## Given request
Will you give every entry again exactly as it stands?

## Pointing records
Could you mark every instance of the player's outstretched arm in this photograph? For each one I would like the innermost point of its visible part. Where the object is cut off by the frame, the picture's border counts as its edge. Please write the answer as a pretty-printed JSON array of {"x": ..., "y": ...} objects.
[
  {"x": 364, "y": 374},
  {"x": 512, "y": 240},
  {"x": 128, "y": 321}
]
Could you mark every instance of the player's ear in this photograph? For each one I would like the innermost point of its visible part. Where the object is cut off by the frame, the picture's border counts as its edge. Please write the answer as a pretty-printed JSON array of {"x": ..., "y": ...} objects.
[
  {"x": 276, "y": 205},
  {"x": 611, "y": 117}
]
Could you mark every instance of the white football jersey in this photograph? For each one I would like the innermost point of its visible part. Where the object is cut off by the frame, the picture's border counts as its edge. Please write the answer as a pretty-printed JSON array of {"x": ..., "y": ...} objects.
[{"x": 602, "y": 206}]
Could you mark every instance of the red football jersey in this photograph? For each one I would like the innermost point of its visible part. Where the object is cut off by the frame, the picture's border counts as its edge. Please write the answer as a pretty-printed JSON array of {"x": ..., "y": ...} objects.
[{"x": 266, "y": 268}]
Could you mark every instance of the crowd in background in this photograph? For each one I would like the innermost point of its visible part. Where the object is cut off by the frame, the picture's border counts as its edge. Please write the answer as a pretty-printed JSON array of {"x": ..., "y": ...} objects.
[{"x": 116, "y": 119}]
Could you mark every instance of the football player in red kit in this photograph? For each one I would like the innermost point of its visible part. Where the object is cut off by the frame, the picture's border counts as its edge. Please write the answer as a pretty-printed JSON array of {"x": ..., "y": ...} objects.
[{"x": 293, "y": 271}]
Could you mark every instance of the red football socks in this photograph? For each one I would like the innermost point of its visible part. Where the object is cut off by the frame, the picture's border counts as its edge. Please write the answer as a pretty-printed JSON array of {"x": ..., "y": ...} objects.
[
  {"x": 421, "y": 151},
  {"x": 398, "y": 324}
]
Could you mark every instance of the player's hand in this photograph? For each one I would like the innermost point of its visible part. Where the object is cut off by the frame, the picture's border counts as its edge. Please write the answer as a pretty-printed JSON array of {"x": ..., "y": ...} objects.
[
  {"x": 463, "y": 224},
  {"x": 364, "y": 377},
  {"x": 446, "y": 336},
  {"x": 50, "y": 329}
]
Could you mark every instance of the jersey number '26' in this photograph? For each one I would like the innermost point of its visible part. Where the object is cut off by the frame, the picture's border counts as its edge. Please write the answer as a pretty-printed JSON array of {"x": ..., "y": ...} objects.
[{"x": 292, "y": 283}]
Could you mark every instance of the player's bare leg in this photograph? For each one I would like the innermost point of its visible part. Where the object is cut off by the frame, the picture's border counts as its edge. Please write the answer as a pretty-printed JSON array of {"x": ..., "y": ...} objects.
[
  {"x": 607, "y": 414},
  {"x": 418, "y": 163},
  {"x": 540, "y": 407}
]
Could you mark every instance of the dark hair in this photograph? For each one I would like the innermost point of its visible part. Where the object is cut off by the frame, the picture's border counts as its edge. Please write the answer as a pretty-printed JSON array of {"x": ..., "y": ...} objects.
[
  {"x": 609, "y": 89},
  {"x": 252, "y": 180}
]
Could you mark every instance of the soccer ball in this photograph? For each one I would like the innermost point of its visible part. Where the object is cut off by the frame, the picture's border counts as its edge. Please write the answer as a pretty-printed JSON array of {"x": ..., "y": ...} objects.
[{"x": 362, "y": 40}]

## Exercise result
Could you mark every instance of the player's outstretched arm in this photograph? For each one I would like the innermost point of its visible part. Where the object is cut off by the frame, the picture's border counts as its edge. Please write the answer as a pretty-printed JSON array of {"x": ..., "y": ...} objects.
[
  {"x": 364, "y": 374},
  {"x": 512, "y": 240},
  {"x": 128, "y": 321}
]
Could you mark every instance of the player's ear in this photograph? For each one I would like the innermost point of its visible part. Where the object is cut off by the frame, the picture's border counts as its edge. Please write the answer as a pretty-printed JSON array of {"x": ..., "y": ...} objects.
[
  {"x": 276, "y": 205},
  {"x": 611, "y": 117}
]
Could you mark every instance of the white football jersey in this photograph? For each one I would like the innermost point of its visible part. Where the object is cut off by the frame, the picture's border counts as its edge. Please write the answer as a pretty-printed JSON array of {"x": ..., "y": ...} objects.
[{"x": 602, "y": 206}]
Could you mark every instance of the red football jersey in this photograph? For each one I would like the innermost point of its visible part. Where the object is cut off by the frame, the picture's border counts as its edge. Please write the answer as a pretty-printed JSON array of {"x": ..., "y": ...} objects.
[{"x": 266, "y": 268}]
Could you mark every instance of the crowd in background in this photograph? For each one I would like the innermost point of its visible part. Where the object is cut off by the frame, the picture's border counts as its edge. Please write the answer as a pretty-printed JSON array of {"x": ..., "y": ...} objects.
[{"x": 116, "y": 119}]
Could you mark every instance of the football player in red kit in this photograph? For each one I would like the innermost point of its visible part. Where the object is cut off by the frame, the picture's border counts as its edge. Please write the answer as a pretty-printed JSON array of {"x": ..., "y": ...} objects.
[{"x": 293, "y": 271}]
Could you mark every instance of the red football socks in this photograph? For each one I would like the innermost point of its visible part. Where the object is cut off by the frame, the picture's border counts as its edge. Please write the answer as a pretty-printed JSON array of {"x": ..., "y": ...} objects.
[
  {"x": 421, "y": 151},
  {"x": 398, "y": 324}
]
Could you mark every instance of the player's hand in this photograph? For each one I would like the innermost point of its visible part. Where the object is cut off by the frame, the picture's border counts as its edge. Please write the answer as a pretty-printed JSON array of {"x": ..., "y": ...} objects.
[
  {"x": 463, "y": 224},
  {"x": 364, "y": 377},
  {"x": 446, "y": 336},
  {"x": 50, "y": 329}
]
Could you mark every instance of the jersey number '26' in this photograph? For each one I would like the innermost point of its visible part. Where the object is cut off by the frame, the picture's border counts as its edge. Please write the answer as a pretty-printed JSON array of {"x": ..., "y": ...} objects.
[{"x": 292, "y": 283}]
Could you mark every instance of the player's bare leg in this photograph? For each one I would like the innermost point of its visible part. Where the object is cut off by the frame, the picture's border counts as its edge. Please write the answer as a pretty-printed JSON array of {"x": ..., "y": ...} objects.
[
  {"x": 607, "y": 414},
  {"x": 418, "y": 163},
  {"x": 540, "y": 407}
]
Could you mark every instance of the dark hair in this photograph? For each one I would like the innermost point of its visible part. Where the object is cut off by the frame, the picture's border counts as its edge. Please write the answer as a pretty-printed JSON array of {"x": ..., "y": ...} objects.
[
  {"x": 609, "y": 89},
  {"x": 252, "y": 180}
]
Could you mark every instance of the soccer ball in this photograph? For each one I would like the innermost point of its visible part. Where the object is cut off by the frame, the picture's border counts as its edge. Please write the answer as a pretty-printed JSON array of {"x": ..., "y": ...} objects.
[{"x": 362, "y": 40}]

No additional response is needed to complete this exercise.